[Collected data]
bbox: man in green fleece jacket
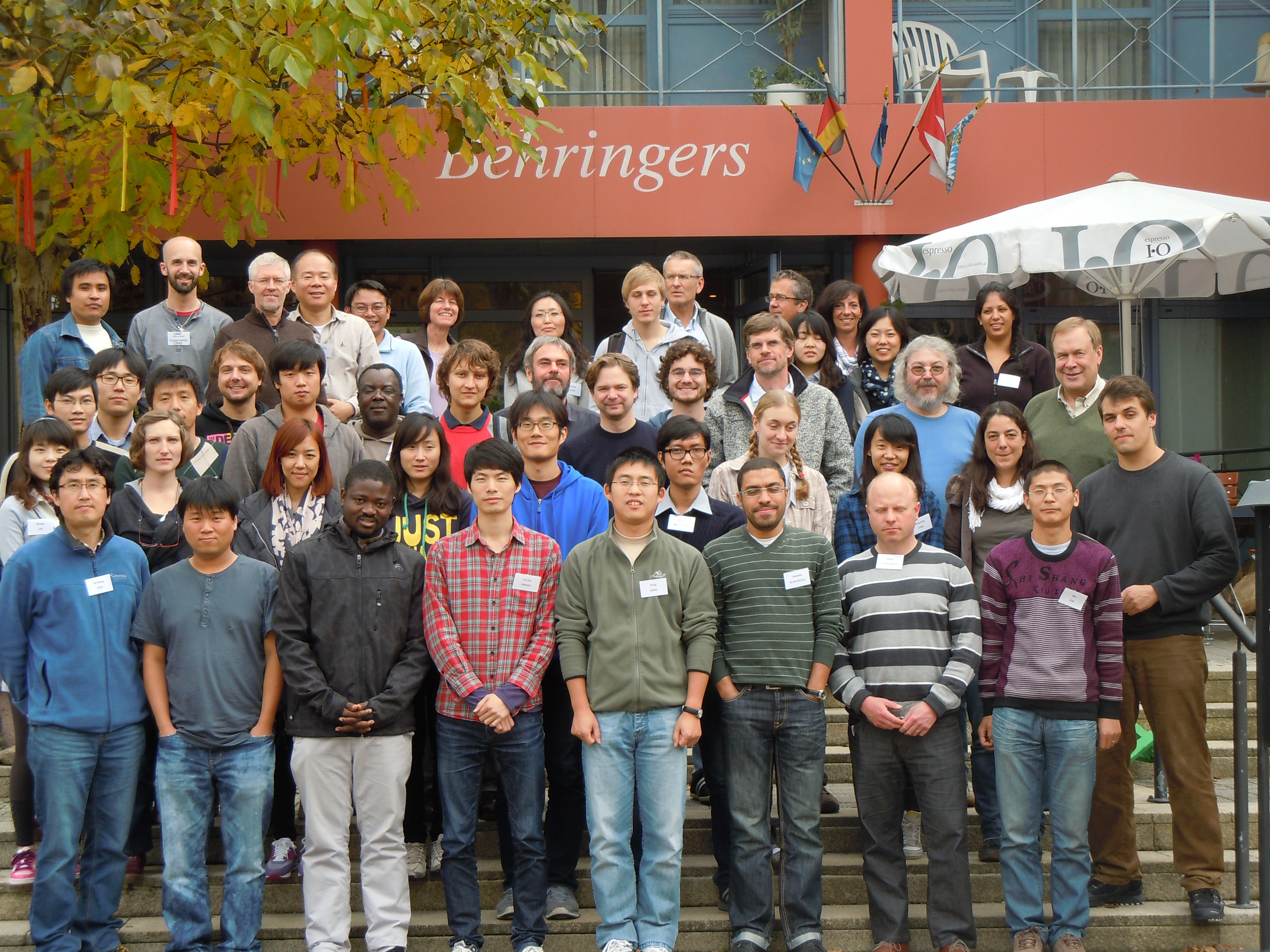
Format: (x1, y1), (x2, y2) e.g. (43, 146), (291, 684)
(703, 457), (842, 952)
(555, 447), (716, 952)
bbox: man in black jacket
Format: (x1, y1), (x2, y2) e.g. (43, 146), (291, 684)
(272, 460), (432, 952)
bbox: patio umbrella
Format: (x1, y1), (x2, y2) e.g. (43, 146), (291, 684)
(874, 171), (1270, 373)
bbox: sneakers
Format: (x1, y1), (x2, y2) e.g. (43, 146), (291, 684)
(9, 847), (36, 889)
(549, 886), (582, 924)
(405, 843), (428, 882)
(264, 837), (300, 882)
(1090, 878), (1148, 915)
(1186, 889), (1226, 925)
(900, 810), (922, 857)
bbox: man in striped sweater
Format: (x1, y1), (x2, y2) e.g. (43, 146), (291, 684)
(702, 457), (842, 952)
(829, 472), (982, 952)
(979, 460), (1124, 952)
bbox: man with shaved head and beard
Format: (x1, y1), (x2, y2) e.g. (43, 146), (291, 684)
(128, 235), (233, 400)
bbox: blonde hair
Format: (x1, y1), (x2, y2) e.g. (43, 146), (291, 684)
(747, 390), (811, 503)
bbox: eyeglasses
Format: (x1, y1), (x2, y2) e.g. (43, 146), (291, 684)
(666, 447), (710, 460)
(738, 482), (789, 499)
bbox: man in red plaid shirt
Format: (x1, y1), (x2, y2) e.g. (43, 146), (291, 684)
(424, 439), (560, 952)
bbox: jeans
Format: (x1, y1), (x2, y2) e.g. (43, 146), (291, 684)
(582, 707), (688, 952)
(992, 707), (1099, 944)
(850, 711), (975, 948)
(27, 723), (146, 952)
(723, 687), (825, 949)
(155, 734), (273, 952)
(437, 711), (547, 952)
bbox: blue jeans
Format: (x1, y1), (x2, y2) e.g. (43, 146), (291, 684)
(155, 734), (273, 952)
(992, 707), (1099, 944)
(723, 687), (825, 949)
(581, 707), (687, 952)
(27, 723), (146, 952)
(437, 711), (547, 949)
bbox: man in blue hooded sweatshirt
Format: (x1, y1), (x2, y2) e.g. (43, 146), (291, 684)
(495, 387), (608, 919)
(0, 447), (150, 952)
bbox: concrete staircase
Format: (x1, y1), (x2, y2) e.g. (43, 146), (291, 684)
(0, 635), (1257, 952)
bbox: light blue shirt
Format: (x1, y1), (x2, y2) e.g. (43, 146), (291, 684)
(380, 329), (432, 414)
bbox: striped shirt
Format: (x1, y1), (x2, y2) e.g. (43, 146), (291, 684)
(702, 525), (842, 688)
(829, 542), (983, 716)
(979, 533), (1124, 721)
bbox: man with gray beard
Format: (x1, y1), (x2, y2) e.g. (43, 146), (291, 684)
(856, 334), (979, 508)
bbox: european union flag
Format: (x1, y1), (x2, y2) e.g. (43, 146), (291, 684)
(790, 109), (824, 192)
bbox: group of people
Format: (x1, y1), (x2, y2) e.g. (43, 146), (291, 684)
(0, 237), (1238, 952)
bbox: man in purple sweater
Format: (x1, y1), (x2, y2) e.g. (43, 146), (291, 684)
(979, 460), (1124, 952)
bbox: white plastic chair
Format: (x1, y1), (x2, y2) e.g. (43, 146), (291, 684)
(890, 20), (992, 103)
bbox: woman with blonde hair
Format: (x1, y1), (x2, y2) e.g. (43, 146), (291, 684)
(710, 390), (833, 542)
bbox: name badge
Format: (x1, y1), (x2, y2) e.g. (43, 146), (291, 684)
(1058, 589), (1090, 612)
(785, 569), (811, 589)
(84, 575), (114, 595)
(639, 579), (669, 598)
(666, 513), (697, 532)
(189, 443), (216, 476)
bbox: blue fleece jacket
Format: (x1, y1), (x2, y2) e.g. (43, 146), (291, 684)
(510, 463), (608, 571)
(0, 524), (150, 734)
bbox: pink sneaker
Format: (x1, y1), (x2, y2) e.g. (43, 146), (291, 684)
(9, 847), (36, 889)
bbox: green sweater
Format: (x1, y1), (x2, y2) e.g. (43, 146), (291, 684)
(702, 525), (842, 687)
(1024, 387), (1115, 485)
(555, 520), (716, 712)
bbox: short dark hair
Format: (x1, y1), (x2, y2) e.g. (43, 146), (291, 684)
(604, 447), (668, 489)
(464, 439), (524, 486)
(48, 444), (118, 494)
(656, 414), (710, 453)
(507, 388), (569, 430)
(176, 476), (238, 520)
(146, 363), (206, 406)
(44, 367), (96, 404)
(60, 258), (114, 301)
(344, 460), (396, 499)
(269, 340), (326, 386)
(1024, 460), (1076, 492)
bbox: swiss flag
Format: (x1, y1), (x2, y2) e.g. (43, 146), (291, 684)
(913, 79), (949, 183)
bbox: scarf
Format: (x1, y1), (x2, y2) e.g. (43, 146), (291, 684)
(269, 489), (326, 566)
(965, 477), (1024, 532)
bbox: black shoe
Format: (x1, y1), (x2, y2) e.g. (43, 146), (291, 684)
(1186, 889), (1226, 925)
(1090, 878), (1142, 909)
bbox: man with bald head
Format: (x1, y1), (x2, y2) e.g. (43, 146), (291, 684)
(128, 235), (233, 400)
(829, 472), (983, 952)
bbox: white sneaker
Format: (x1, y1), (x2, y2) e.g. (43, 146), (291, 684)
(405, 843), (428, 881)
(900, 810), (922, 857)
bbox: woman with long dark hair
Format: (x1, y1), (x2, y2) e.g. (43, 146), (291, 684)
(503, 291), (591, 406)
(956, 281), (1057, 414)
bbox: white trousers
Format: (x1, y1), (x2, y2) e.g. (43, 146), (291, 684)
(291, 734), (410, 952)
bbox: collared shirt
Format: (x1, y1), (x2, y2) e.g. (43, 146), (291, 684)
(423, 523), (560, 721)
(1057, 377), (1107, 420)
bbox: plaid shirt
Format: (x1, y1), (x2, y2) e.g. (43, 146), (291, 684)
(423, 522), (560, 721)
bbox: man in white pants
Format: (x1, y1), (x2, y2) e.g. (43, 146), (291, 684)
(272, 460), (432, 952)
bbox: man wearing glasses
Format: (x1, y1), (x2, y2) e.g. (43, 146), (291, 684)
(344, 281), (432, 414)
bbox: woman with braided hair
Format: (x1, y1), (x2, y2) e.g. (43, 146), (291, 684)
(709, 390), (833, 542)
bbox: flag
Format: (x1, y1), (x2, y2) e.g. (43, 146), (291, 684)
(785, 107), (824, 192)
(945, 99), (988, 192)
(869, 90), (889, 169)
(913, 78), (949, 183)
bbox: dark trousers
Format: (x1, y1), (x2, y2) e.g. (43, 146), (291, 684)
(850, 711), (974, 948)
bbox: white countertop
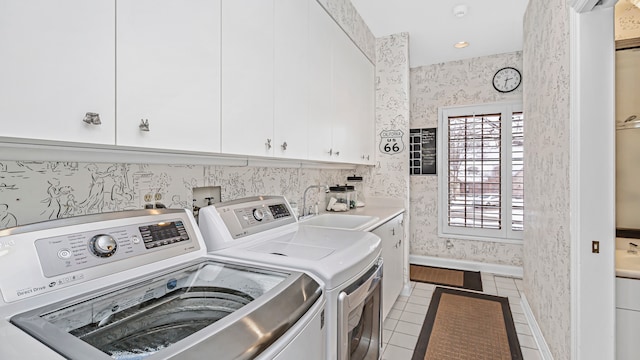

**Directions:** Rewrite every line of the listing above as a numbered list, leaving out blank lines and the pictures.

**Written reply:**
1. bbox: man in green fleece jacket
2. Format: (x1, y1), (x2, y2) e.g. (43, 146), (291, 684)
3. (703, 457), (842, 952)
4. (555, 447), (716, 952)
5. bbox: man in black jacket
6. Format: (x1, y1), (x2, y2) e.g. (43, 146), (291, 684)
7. (272, 460), (432, 952)
8. bbox: patio umbrella
9. Format: (x1, y1), (x2, y2) e.g. (43, 146), (291, 684)
10. (874, 171), (1270, 373)
11. bbox: sneakers
12. Format: (x1, y1), (x2, y2) e.g. (43, 146), (291, 684)
13. (9, 847), (36, 889)
14. (549, 886), (582, 924)
15. (405, 843), (428, 882)
16. (264, 837), (300, 882)
17. (1090, 878), (1148, 915)
18. (1186, 889), (1226, 925)
19. (900, 810), (922, 857)
20. bbox: man in striped sweater
21. Format: (x1, y1), (x2, y2) e.g. (43, 146), (291, 684)
22. (702, 457), (842, 952)
23. (829, 472), (982, 952)
24. (979, 460), (1124, 952)
25. bbox: man with shaved head and beard
26. Format: (x1, y1), (x2, y2) e.g. (43, 146), (291, 684)
27. (128, 235), (233, 400)
28. bbox: blonde hair
29. Format: (x1, y1), (x2, y2) e.g. (43, 146), (291, 684)
30. (747, 390), (811, 503)
31. bbox: eyeglasses
32. Format: (x1, y1), (x2, y2) e.g. (43, 146), (291, 684)
33. (666, 447), (710, 460)
34. (738, 482), (789, 499)
35. bbox: man in red plaid shirt
36. Format: (x1, y1), (x2, y2) e.g. (43, 146), (291, 684)
37. (424, 439), (560, 952)
38. bbox: jeans
39. Format: (x1, y1), (x2, y2) e.g. (43, 146), (291, 684)
40. (582, 707), (688, 952)
41. (992, 707), (1099, 944)
42. (850, 711), (975, 948)
43. (27, 723), (146, 952)
44. (723, 687), (825, 949)
45. (155, 734), (273, 952)
46. (437, 711), (547, 952)
47. bbox: blue jeans
48. Format: (x1, y1), (x2, y2) e.g. (43, 146), (291, 684)
49. (155, 734), (273, 952)
50. (992, 707), (1099, 944)
51. (723, 687), (825, 949)
52. (581, 707), (687, 952)
53. (27, 723), (146, 952)
54. (437, 711), (547, 949)
55. bbox: man in blue hooded sweatshirt
56. Format: (x1, y1), (x2, y2) e.g. (43, 146), (291, 684)
57. (495, 387), (608, 919)
58. (0, 447), (150, 952)
59. bbox: concrete staircase
60. Format: (x1, y1), (x2, y2) e.g. (43, 146), (291, 684)
61. (0, 635), (1257, 952)
62. bbox: light blue shirt
63. Format: (x1, y1), (x2, y2) e.g. (43, 146), (291, 684)
64. (380, 329), (432, 414)
65. bbox: striped shirt
66. Format: (x1, y1), (x2, y2) e.g. (43, 146), (291, 684)
67. (702, 525), (842, 688)
68. (829, 542), (983, 716)
69. (979, 533), (1124, 721)
70. bbox: man with gray beard
71. Format: (x1, y1), (x2, y2) e.g. (43, 146), (291, 684)
72. (856, 334), (979, 508)
73. bbox: european union flag
74. Format: (x1, y1), (x2, y2) e.g. (43, 146), (291, 684)
75. (790, 109), (824, 192)
76. bbox: group of people
77. Format: (x1, y1), (x2, y2) e.g. (43, 146), (291, 684)
78. (0, 237), (1238, 952)
79. bbox: man in purple sweater
80. Format: (x1, y1), (x2, y2) e.g. (43, 146), (291, 684)
81. (979, 460), (1124, 952)
82. bbox: white plastic chair
83. Format: (x1, y1), (x2, y2) e.g. (43, 146), (291, 684)
84. (890, 20), (992, 103)
85. bbox: woman with blonde hair
86. Format: (x1, y1), (x2, y2) e.g. (43, 146), (291, 684)
87. (710, 390), (833, 542)
88. bbox: name badge
89. Format: (x1, y1), (x2, y2) e.g. (43, 146), (291, 684)
90. (1058, 589), (1090, 612)
91. (785, 569), (811, 589)
92. (84, 575), (114, 595)
93. (639, 579), (669, 598)
94. (666, 513), (697, 532)
95. (189, 443), (216, 476)
96. bbox: blue fleece jacket
97. Format: (x1, y1), (x2, y2) e.g. (43, 146), (291, 684)
98. (510, 463), (608, 571)
99. (0, 524), (150, 734)
100. bbox: pink sneaker
101. Format: (x1, y1), (x2, y2) e.g. (43, 146), (291, 684)
102. (9, 847), (36, 889)
103. bbox: green sweater
104. Format: (x1, y1), (x2, y2) e.g. (43, 146), (291, 684)
105. (702, 525), (842, 687)
106. (1024, 387), (1115, 485)
107. (555, 520), (716, 712)
108. bbox: short dark hair
109. Format: (x1, y1), (x2, y2) e.g. (43, 146), (291, 684)
110. (604, 447), (668, 489)
111. (464, 439), (524, 486)
112. (48, 444), (118, 494)
113. (656, 414), (710, 453)
114. (507, 388), (569, 430)
115. (176, 476), (238, 520)
116. (146, 363), (206, 406)
117. (44, 367), (96, 404)
118. (60, 258), (114, 301)
119. (344, 460), (396, 499)
120. (269, 340), (326, 386)
121. (1024, 460), (1076, 492)
122. bbox: swiss flag
123. Format: (x1, y1), (x2, y2) e.g. (43, 146), (291, 684)
124. (913, 79), (949, 183)
125. bbox: scarf
126. Format: (x1, y1), (x2, y2) e.g. (43, 146), (291, 684)
127. (269, 489), (326, 566)
128. (965, 477), (1024, 532)
129. bbox: black shoe
130. Format: (x1, y1), (x2, y2) e.g. (43, 146), (291, 684)
131. (1186, 889), (1226, 925)
132. (1090, 878), (1142, 909)
133. bbox: man with bald head
134. Format: (x1, y1), (x2, y2) e.g. (43, 146), (291, 684)
135. (128, 235), (233, 400)
136. (829, 472), (983, 952)
137. bbox: white sneaker
138. Format: (x1, y1), (x2, y2) e.g. (43, 146), (291, 684)
139. (405, 843), (428, 881)
140. (900, 810), (922, 857)
141. bbox: woman with long dark hair
142. Format: (x1, y1), (x2, y2) e.g. (43, 146), (291, 684)
143. (503, 291), (591, 406)
144. (956, 281), (1057, 414)
145. bbox: white trousers
146. Format: (x1, y1), (x2, y2) e.g. (43, 146), (291, 684)
147. (291, 734), (410, 952)
148. bbox: collared shirt
149. Format: (x1, y1), (x2, y2) e.g. (43, 146), (291, 684)
150. (423, 523), (560, 721)
151. (1057, 377), (1107, 420)
152. bbox: plaid shirt
153. Format: (x1, y1), (x2, y2) e.g. (43, 146), (291, 684)
154. (423, 522), (560, 721)
155. bbox: man in white pants
156. Format: (x1, y1), (x2, y2) e.g. (43, 146), (291, 684)
157. (272, 460), (432, 952)
158. bbox: man wearing glasses
159. Format: (x1, y1), (x2, y2) e.g. (43, 146), (291, 684)
160. (344, 281), (432, 414)
161. bbox: woman with braided hair
162. Format: (x1, y1), (x2, y2) e.g. (43, 146), (291, 684)
163. (709, 390), (833, 542)
164. bbox: flag
165. Format: (x1, y1), (x2, y2) e.g. (43, 146), (291, 684)
166. (785, 107), (824, 192)
167. (945, 99), (988, 192)
168. (869, 90), (889, 169)
169. (913, 78), (949, 183)
170. bbox: dark trousers
171. Format: (x1, y1), (x2, y2) e.g. (43, 146), (291, 684)
172. (850, 711), (974, 948)
173. bbox: white countertop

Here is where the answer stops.